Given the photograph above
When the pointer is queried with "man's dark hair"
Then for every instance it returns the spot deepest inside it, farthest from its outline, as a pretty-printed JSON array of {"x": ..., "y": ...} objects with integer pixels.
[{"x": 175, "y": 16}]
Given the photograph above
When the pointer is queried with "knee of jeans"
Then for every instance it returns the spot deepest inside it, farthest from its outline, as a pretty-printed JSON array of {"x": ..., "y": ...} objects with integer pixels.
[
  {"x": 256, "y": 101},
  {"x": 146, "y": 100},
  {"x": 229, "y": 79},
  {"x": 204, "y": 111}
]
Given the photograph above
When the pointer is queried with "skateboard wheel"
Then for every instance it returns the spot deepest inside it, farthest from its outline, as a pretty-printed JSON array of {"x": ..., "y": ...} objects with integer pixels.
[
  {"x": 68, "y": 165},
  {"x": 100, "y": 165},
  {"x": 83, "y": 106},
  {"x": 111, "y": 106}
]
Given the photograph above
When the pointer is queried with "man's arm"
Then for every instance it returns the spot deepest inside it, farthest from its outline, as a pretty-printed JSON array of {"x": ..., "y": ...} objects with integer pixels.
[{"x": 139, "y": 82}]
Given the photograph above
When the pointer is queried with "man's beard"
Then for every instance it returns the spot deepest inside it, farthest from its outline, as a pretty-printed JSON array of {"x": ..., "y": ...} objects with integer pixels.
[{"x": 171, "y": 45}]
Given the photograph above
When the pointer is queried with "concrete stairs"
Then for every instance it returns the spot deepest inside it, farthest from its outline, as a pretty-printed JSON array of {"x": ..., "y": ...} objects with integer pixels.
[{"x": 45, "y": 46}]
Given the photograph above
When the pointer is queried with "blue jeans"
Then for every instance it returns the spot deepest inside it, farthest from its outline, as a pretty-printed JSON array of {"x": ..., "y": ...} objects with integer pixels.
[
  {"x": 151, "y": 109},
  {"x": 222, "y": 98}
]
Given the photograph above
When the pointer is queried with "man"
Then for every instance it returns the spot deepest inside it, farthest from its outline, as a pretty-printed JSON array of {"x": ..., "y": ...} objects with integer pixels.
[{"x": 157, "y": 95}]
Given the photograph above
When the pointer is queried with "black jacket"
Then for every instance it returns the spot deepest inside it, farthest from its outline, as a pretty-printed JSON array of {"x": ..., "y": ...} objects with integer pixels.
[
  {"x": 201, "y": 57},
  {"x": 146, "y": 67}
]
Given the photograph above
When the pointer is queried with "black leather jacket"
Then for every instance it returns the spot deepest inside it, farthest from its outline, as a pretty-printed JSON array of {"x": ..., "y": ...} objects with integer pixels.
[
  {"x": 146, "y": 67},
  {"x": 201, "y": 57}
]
--------
■ **Exercise aim**
Above are some records; extract every one of them exactly.

■ **Task output**
Given the photograph above
When the pointer is queried with "man's dark hair"
Then for every instance it returns the spot deepest inside it, farthest from its outline, as a pretty-printed JSON array of {"x": ..., "y": ...} objects with integer pixels.
[{"x": 175, "y": 16}]
Given the photograph above
When the pointer is queried with "knee of jeans"
Then for every instance it returns the spot deepest inside it, farthest from its outline, as a pretty-printed JSON array of {"x": ..., "y": ...} objects with integer pixels.
[
  {"x": 256, "y": 101},
  {"x": 146, "y": 100},
  {"x": 229, "y": 79},
  {"x": 204, "y": 111}
]
Given the photograph above
When the pointer is queried with "skateboard wheel"
Then for every instance it returns the spot deepest inside it, farthest from its outline, as a pretty-printed JSON array of {"x": ..., "y": ...} objects with integer pixels.
[
  {"x": 68, "y": 165},
  {"x": 100, "y": 165},
  {"x": 83, "y": 106},
  {"x": 111, "y": 106}
]
Given the photograph above
When the pointer is queried with "man's arm"
Then for every instance it returns the spot deepest inside it, farthest from its outline, as a pretty-printed JSON array of {"x": ..., "y": ...} objects with integer pixels.
[{"x": 139, "y": 82}]
Given the photograph above
When the pointer is queried with "man's beard"
Then for every instance it returns the spot deepest inside it, farthest from its outline, as a pretty-printed JSON array of {"x": ..., "y": ...} objects with integer pixels.
[{"x": 171, "y": 45}]
Given the photograph above
When the pointer is queried with "concrete stairs"
Then for every instance it returns the spot deepest inside it, farthest from its outline, as a pretty-printed JSON array of {"x": ..., "y": ...} objects with integer pixels.
[{"x": 45, "y": 46}]
Given the photograph above
When the pointer is queried with "blue jeans"
Then for every instance it returns the spot deepest inside it, farthest from its outline, as a pretty-printed JSON array of {"x": ..., "y": ...} objects with integer pixels.
[
  {"x": 151, "y": 109},
  {"x": 222, "y": 98}
]
Given the photograph above
When the pointer is queried with "man"
Then for every instance it returns the spot deepest inside it, farthest from its outline, as a pretty-printed JSON array of {"x": ..., "y": ...} objects with integer pixels.
[{"x": 157, "y": 95}]
Given the photograph above
When the pointer is queried with "black jacket"
Then for every instance it returns the spot deepest inside it, farthest from its outline, as a pretty-printed JSON array of {"x": ..., "y": ...} objects with integer pixels.
[
  {"x": 201, "y": 57},
  {"x": 146, "y": 67}
]
Given the photograph above
When the pointer is queried with "black leather jacket"
Then for every instance it returns the spot deepest inside it, farthest from its outline, as a pretty-printed JSON array of {"x": ..., "y": ...} objects with integer pixels.
[
  {"x": 146, "y": 67},
  {"x": 201, "y": 57}
]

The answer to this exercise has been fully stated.